WHAT THE TASK REQUIRES: All entries are to be reproduced exactly; the pictures are to be omitted.

/---

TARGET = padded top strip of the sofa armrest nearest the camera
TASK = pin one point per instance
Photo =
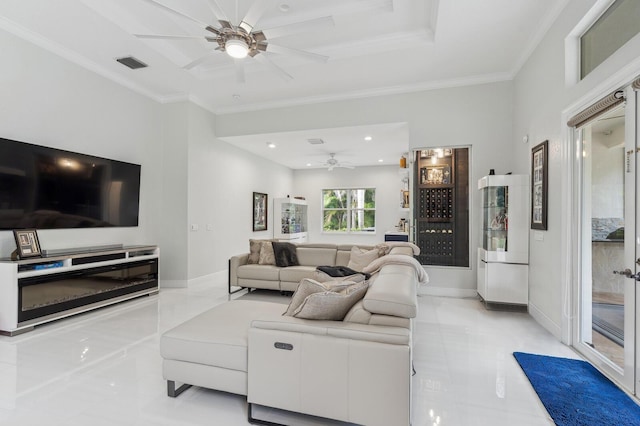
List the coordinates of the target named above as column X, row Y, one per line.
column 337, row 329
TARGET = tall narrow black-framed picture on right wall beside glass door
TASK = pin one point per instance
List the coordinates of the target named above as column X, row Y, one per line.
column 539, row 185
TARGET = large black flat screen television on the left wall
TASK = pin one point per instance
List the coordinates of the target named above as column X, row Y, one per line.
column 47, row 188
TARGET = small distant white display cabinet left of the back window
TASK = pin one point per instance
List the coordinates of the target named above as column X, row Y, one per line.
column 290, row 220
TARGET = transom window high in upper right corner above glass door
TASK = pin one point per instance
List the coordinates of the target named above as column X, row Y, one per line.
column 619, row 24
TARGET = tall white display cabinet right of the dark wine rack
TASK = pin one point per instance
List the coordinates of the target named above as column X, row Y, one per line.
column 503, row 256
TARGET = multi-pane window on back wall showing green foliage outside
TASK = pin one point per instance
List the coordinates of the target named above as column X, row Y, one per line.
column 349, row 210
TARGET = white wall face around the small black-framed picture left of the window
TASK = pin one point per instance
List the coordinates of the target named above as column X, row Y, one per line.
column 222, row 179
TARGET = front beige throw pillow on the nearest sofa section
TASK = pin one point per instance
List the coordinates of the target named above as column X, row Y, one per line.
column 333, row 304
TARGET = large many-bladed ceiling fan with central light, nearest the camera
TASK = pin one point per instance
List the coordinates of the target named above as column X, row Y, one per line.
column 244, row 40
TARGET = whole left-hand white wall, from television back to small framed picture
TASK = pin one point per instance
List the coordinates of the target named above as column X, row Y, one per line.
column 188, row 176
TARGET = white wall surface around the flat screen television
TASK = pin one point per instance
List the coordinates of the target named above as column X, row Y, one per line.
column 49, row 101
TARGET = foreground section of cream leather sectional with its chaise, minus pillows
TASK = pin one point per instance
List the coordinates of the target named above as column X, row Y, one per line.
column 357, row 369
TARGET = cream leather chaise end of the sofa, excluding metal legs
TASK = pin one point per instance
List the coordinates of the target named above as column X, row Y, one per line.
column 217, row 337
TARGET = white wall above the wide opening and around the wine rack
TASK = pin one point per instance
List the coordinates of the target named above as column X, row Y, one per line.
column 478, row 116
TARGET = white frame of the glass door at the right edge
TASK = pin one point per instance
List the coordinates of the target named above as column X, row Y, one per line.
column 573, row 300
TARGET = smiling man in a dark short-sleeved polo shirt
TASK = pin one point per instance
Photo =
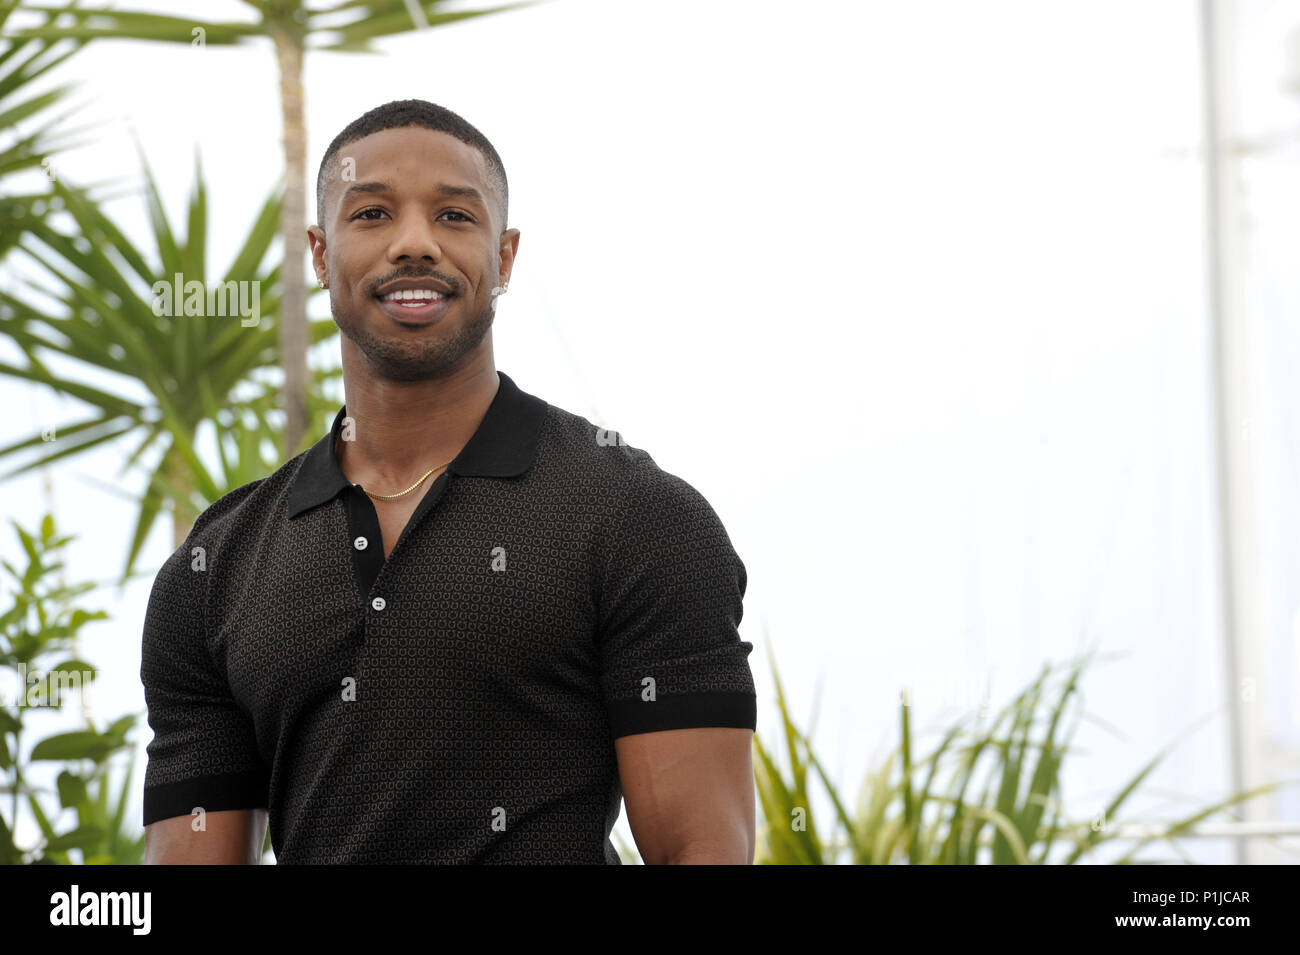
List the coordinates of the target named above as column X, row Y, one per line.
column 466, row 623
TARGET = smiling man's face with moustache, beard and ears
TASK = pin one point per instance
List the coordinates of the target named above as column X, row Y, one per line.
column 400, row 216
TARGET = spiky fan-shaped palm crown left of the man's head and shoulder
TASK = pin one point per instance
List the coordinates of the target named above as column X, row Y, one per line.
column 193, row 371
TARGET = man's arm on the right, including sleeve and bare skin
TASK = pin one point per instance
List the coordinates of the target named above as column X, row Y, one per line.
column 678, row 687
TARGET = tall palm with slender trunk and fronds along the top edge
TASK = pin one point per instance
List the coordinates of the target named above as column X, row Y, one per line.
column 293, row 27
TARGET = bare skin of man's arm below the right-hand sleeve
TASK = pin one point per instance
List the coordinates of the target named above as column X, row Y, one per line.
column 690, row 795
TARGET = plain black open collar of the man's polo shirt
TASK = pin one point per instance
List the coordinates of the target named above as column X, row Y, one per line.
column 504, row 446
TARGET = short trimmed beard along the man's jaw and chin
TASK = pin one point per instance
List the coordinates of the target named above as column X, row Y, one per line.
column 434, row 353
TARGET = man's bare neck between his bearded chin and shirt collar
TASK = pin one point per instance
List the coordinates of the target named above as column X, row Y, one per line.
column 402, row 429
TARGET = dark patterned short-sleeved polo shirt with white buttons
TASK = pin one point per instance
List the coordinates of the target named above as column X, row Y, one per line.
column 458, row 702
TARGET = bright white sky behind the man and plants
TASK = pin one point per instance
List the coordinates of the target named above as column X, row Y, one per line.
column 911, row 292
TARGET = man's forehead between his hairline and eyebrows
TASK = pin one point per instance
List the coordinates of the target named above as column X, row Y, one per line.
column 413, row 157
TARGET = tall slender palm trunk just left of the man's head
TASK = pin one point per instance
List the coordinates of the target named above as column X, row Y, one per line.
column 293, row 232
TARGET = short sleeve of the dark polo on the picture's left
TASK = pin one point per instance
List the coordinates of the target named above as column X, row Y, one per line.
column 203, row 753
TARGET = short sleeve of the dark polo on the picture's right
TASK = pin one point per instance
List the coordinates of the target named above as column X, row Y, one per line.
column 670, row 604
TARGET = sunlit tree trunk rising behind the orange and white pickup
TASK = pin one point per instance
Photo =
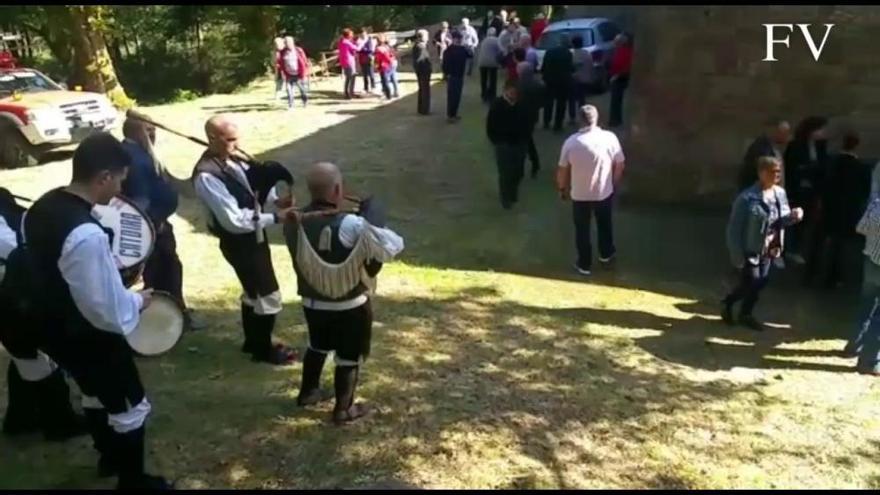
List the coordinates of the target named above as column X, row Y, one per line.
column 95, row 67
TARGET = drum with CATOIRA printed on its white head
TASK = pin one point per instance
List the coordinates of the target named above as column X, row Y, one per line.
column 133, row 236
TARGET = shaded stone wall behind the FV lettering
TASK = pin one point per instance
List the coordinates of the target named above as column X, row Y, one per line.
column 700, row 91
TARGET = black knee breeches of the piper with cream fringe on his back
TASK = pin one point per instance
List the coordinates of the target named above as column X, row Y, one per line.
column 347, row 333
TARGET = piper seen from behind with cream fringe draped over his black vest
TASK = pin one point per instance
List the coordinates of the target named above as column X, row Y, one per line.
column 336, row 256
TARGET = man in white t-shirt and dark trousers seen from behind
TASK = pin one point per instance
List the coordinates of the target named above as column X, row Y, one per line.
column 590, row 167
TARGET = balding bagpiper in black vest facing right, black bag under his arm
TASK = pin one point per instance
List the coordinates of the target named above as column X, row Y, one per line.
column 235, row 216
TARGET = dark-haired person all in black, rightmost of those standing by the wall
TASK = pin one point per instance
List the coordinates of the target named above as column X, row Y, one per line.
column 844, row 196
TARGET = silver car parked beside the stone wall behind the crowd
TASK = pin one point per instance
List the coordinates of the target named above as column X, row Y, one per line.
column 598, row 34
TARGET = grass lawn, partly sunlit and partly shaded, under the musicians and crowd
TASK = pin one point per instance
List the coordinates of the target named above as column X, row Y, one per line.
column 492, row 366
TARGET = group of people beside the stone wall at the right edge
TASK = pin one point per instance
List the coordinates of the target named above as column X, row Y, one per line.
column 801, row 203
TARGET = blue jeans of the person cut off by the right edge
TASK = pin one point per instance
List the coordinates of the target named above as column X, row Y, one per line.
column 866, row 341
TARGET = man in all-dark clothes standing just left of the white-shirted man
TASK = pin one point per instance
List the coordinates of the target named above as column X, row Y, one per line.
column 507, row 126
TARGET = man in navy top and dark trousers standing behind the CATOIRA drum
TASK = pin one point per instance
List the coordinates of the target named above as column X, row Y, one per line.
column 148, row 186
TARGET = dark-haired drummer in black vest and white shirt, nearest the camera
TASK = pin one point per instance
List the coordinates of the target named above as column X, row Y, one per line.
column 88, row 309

\---

TASK OUTPUT:
TARGET = padded top strip of the sofa armrest nearest the camera
TASK = pin one point per instance
Photo =
List the coordinates of the target named above as column X, row Y, one per line.
column 337, row 329
TARGET = tall narrow black-framed picture on right wall beside glass door
TASK = pin one point per instance
List the coordinates of the target named above as column X, row Y, one per line.
column 539, row 185
TARGET = large black flat screen television on the left wall
TASK = pin one point per instance
List the coordinates of the target named above as column X, row Y, one per line.
column 47, row 188
TARGET = small distant white display cabinet left of the back window
TASK = pin one point per instance
List the coordinates of the target named above as column X, row Y, one per line.
column 290, row 220
TARGET = transom window high in upper right corner above glass door
TASK = pin one point per instance
List the coordinates of the target named above as column X, row Y, one per line.
column 619, row 24
TARGET = tall white display cabinet right of the dark wine rack
TASK = pin one point per instance
List the coordinates of the target named above as column X, row Y, one per line.
column 503, row 256
TARGET = multi-pane window on back wall showing green foliage outside
TASK = pin one point per instance
List the coordinates of the target named above as column X, row Y, one per line.
column 349, row 210
TARGET = white wall face around the small black-framed picture left of the window
TASK = pin one point per instance
List the coordinates of the target named above as column X, row Y, one per line.
column 222, row 179
TARGET = front beige throw pillow on the nearest sofa section
TASK = pin one point per instance
List the coordinates of the target named above as column X, row Y, one per line.
column 333, row 304
TARGET = large many-bladed ceiling fan with central light, nearest the camera
TASK = pin one point per instance
List the coordinates of the target named above as column X, row Y, one per line.
column 244, row 40
TARGET = whole left-hand white wall, from television back to small framed picture
TASK = pin one point per instance
List the coordinates of the target named above as column X, row Y, one per line.
column 188, row 176
TARGET = white wall surface around the flat screen television
TASK = pin one point per instance
List the coordinates of the target named above as column X, row Y, one per line.
column 49, row 101
TARGET = foreground section of cream leather sectional with its chaise, minus pillows
TASK = pin one point per instance
List the coordinates of the target named above as column X, row Y, one per line.
column 357, row 369
TARGET = cream leather chaise end of the sofa, excluding metal legs
TASK = pin one point per instance
List the coordinates of the target named above as column X, row Y, one per line.
column 217, row 337
TARGET = white wall above the wide opening and around the wine rack
TASK = pin one point per instance
List the coordinates of the target named above as column X, row Y, one per line.
column 478, row 116
TARGET = white frame of the glass door at the right edge
TASK = pin one point per instance
List the coordinates of the target named above as column X, row Y, one per line.
column 573, row 300
TARGET = smiling man in a dark short-sleeved polo shirt
TASK = pin one point per instance
Photo =
List the coordinates of the target named above as column X, row Y, one per line.
column 466, row 623
TARGET = smiling man's face with moustache, beard and ears
TASK = pin one point per instance
List the coordinates of the target named above as column X, row Y, one per line.
column 400, row 216
TARGET = spiky fan-shaped palm crown left of the man's head and shoulder
TASK = pin one point per instance
List the coordinates of the target named above as column X, row Y, one per line.
column 193, row 371
TARGET = man's arm on the right, including sleeve and bare skin
TASK = pin one point per instance
List the coordinates of the target named above as column X, row Y, one per line.
column 678, row 687
TARGET = tall palm with slender trunk and fronds along the top edge
TASK = pin one point per instance
List the coordinates of the target named above as column X, row Y, one per line.
column 293, row 27
TARGET = bare skin of man's arm below the right-hand sleeve
TASK = pin one point per instance
List the coordinates of the target named above as column X, row Y, one per line.
column 690, row 795
TARGET = plain black open collar of the man's polo shirt
TASK = pin one point per instance
List the coordinates of the target named above as column X, row Y, one per line.
column 504, row 446
TARGET = short trimmed beard along the man's jaw and chin
TASK = pin one point per instance
List the coordinates of the target named above as column X, row Y, one per line.
column 434, row 353
TARGET = man's bare neck between his bearded chin and shirt collar
TASK = pin one point per instance
List the coordinates of the target named above as column X, row Y, one per line.
column 402, row 429
TARGET = dark patterned short-sleeved polo shirt with white buttons
TASK = pin one point per instance
List the coordinates of the target named above as column X, row Y, one per line.
column 458, row 702
TARGET = bright white sky behind the man and plants
TASK = pin one point per instance
List the coordinates of the target named above as column X, row Y, one per line.
column 911, row 292
TARGET = man's forehead between his hairline and eyebrows
TASK = pin one point per instance
List the coordinates of the target named above as column X, row Y, one per line.
column 413, row 157
TARGET = tall slender palm trunk just left of the man's head
TASK = pin one point per instance
List the coordinates of the target named above as column X, row Y, one per line.
column 293, row 232
TARGET = short sleeve of the dark polo on the picture's left
TASK = pin one point per instance
List the coordinates of the target named above as column X, row Y, one per line.
column 203, row 753
TARGET = short sleeve of the dark polo on the picture's right
TASK = pin one point per instance
List the coordinates of the target named above as column X, row Y, one per line.
column 670, row 604
TARGET = sunlit tree trunk rising behind the orange and white pickup
TASK = pin one point per instance
Photo =
List the coordinates of the target named above as column X, row Y, one per line.
column 95, row 67
TARGET = drum with CATOIRA printed on its white head
TASK = pin one point per instance
List the coordinates of the target named above as column X, row Y, one per line.
column 133, row 236
TARGET = shaded stone wall behind the FV lettering
TASK = pin one point per instance
List the coordinates of the target named above as column X, row Y, one per line.
column 700, row 91
TARGET = black knee breeches of the piper with cream fringe on his back
TASK = pin one point per instance
List the coordinates of the target named above as column X, row Y, one per line.
column 347, row 333
TARGET = piper seen from behind with cream fringe draped over his black vest
TASK = pin one point per instance
List the coordinates of the target named above as column X, row Y, one per line.
column 336, row 256
TARGET = man in white t-shirt and dark trousers seen from behind
TASK = pin one point per instance
List the coordinates of the target named above as column X, row Y, one per line.
column 590, row 167
TARGET = balding bagpiper in black vest facing right, black bag under his arm
TASK = pin one point per instance
List the coordinates of the target named above as column X, row Y, one per line.
column 235, row 216
TARGET = dark-haired person all in black, rightmost of those standing by the wall
TASK = pin one point per instance
List the coordinates of the target named above as column X, row Y, one per line.
column 844, row 196
TARGET = silver car parked beside the stone wall behind the crowd
TASK = pin one point per instance
List the coordinates of the target named above as column X, row Y, one per line.
column 598, row 34
TARGET = grass lawn, partly sunlit and partly shaded, under the musicians and crowd
TASK = pin one point per instance
List the coordinates of the target named above as column X, row Y, one per line.
column 492, row 366
TARGET = group of people beside the stone wall at the right edge
TASK = pin one point per instance
List the coordinates of the target named above as column X, row Y, one per line.
column 801, row 203
TARGET = blue jeans of the person cut off by the right edge
TASK = pin one point per instance
List the coordinates of the target named above as column X, row Y, one per line.
column 866, row 341
TARGET = man in all-dark clothes standing just left of the white-shirted man
TASK = pin one point per instance
List the coordinates of the target named above as column X, row Y, one per line.
column 507, row 126
TARGET = man in navy top and dark trousers standing behind the CATOIRA drum
TASK = pin one point per instance
List the coordinates of the target named above as column X, row Y, one per line.
column 148, row 186
TARGET = dark-haired drummer in black vest and white shirt, nearest the camera
TASK = pin one point per instance
List the coordinates of the target named above as column X, row Y, one per line.
column 88, row 309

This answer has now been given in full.